All the lines below need to be transcribed exactly. Pictures get left out.

**Data supplied:**
▽

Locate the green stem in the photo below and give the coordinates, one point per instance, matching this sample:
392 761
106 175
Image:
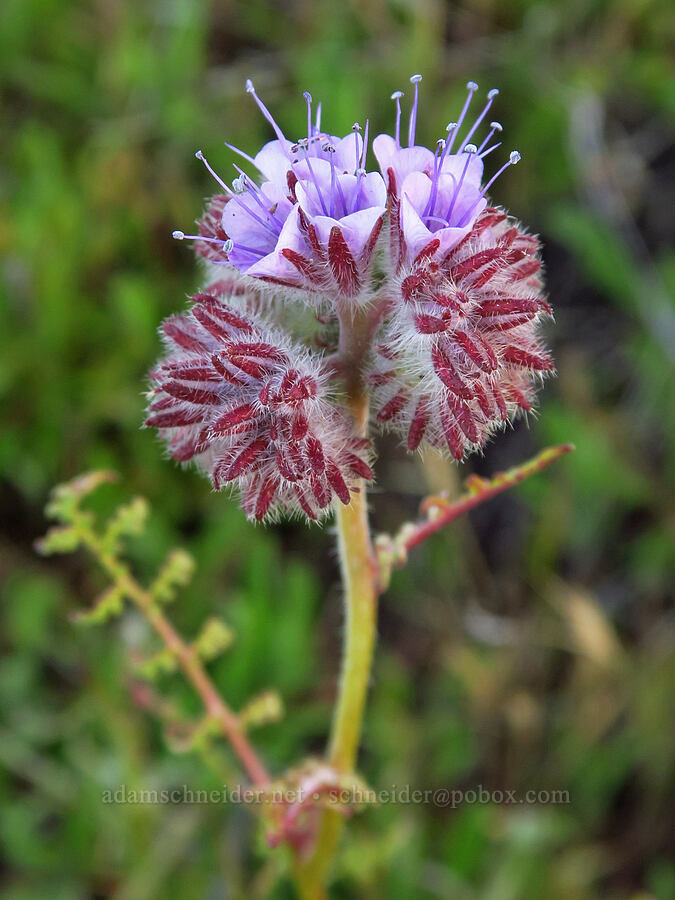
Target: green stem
358 568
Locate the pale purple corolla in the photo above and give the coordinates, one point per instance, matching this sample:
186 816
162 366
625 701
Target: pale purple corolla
314 221
439 193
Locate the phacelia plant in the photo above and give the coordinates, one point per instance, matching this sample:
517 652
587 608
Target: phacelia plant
340 301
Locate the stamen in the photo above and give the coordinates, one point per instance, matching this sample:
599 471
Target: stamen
356 128
256 193
265 111
472 87
314 180
365 145
235 197
308 101
440 147
490 149
396 96
451 127
415 79
494 126
226 245
469 150
514 158
491 96
241 153
200 156
334 183
357 193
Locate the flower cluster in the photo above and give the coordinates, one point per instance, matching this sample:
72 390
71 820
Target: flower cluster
455 302
252 409
456 357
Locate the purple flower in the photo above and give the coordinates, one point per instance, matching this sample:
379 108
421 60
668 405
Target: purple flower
253 410
313 223
438 196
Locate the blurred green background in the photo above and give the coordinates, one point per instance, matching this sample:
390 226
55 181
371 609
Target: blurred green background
529 646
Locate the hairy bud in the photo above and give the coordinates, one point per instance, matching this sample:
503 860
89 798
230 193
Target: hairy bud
251 409
459 354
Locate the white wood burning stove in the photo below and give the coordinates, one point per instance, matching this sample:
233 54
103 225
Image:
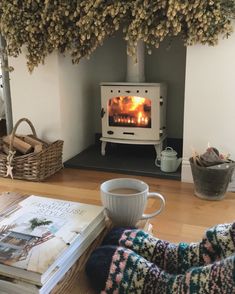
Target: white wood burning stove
133 113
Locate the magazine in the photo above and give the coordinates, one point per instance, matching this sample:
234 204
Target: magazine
11 285
39 233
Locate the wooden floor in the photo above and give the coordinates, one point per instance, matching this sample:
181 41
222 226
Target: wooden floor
185 216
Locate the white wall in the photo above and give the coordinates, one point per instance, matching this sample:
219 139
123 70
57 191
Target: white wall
209 111
35 96
63 100
167 64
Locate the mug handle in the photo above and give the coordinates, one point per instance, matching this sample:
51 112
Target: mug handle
154 195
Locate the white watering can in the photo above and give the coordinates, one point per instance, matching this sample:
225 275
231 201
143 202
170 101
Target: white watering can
169 161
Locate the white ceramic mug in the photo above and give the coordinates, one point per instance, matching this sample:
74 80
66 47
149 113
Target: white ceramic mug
125 200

△

**Expected answer:**
Locate the green stem in the photo below and give the coordinates, one point per instance, matching this sample:
392 761
106 175
Image:
Target: green stem
358 568
Locate the pale purple corolla in the photo above and give the coordinates, one point per instance, matching this sample:
186 816
162 366
625 701
Target: pale purple corolla
314 221
439 193
Locate the phacelia plant in the photo above and give the coordinates, one point per instance, matching this sample:
517 652
587 608
Target: phacelia plant
340 301
Locate the stamen in the photo above and give the coordinates, one point per instance, matching this sample:
599 471
Target: stamen
356 128
256 193
265 111
472 87
314 180
365 145
235 197
308 101
440 147
490 149
396 96
451 127
415 79
494 126
226 245
469 150
514 158
491 96
241 153
200 156
334 183
357 193
Locate the flower cluster in the photo above and give the coordinates, one point per instance, matching this sample:
72 390
71 820
Target: flower cluster
455 302
252 409
456 357
Locate the purple flower in the photo above and give the coordinates, one point per instance, matching this sample:
379 108
421 60
668 405
Target: purple flower
253 410
313 223
438 196
Locate the blurred green background in the photo above and give the coordinates, one point per instance, matching this sample:
390 226
55 181
371 609
Target: blurred green background
529 646
Locate the hairy bud in the photo above and give the coordinates, one point per instance, matching this sample:
503 860
89 798
230 193
Target: hairy bud
251 409
459 354
Locate the white wood burning stove in the photo below and give the coordinates, one point per instance, matching this sample:
233 54
103 225
Image:
Target: white wood burning stove
133 113
Locate the magazine in the photo above and give the coordinates, one point per instance, matching this sample:
234 204
Target: magazine
11 285
39 233
Locate the wooden floor in the photo above and give the coordinates, one point per instance, matching this sample:
181 41
222 226
Target: wooden floor
185 216
Locate the white wall in the photo above and give the coordinates, one point per instance, matching this sample:
219 139
123 70
57 191
Target: white wall
209 111
35 96
63 100
167 64
Locate the mug handle in the photo above and give the coordinates, one point per instance, matching this sample:
51 112
Target: mug handle
154 195
Locate the white watering can in the photo above and give the coordinates, one point per instance, matching this sample:
225 275
231 201
143 202
170 101
Target: white watering can
169 161
Locate the white ceramic mug in the photo above and give the coordinates, one point per instance, matching this sample:
74 80
66 47
149 113
Target: white ceramic mug
125 200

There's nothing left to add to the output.